Named region outline records
--- start ---

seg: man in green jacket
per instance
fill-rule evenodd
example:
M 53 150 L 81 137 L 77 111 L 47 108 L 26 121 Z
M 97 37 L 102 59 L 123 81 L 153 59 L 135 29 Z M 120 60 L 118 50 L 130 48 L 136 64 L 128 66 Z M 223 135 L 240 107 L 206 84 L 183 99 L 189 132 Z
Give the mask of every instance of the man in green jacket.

--- end ---

What to do
How many lines in the listing above contain the string "instance", with case counting? Reply with only the number.

Written reply
2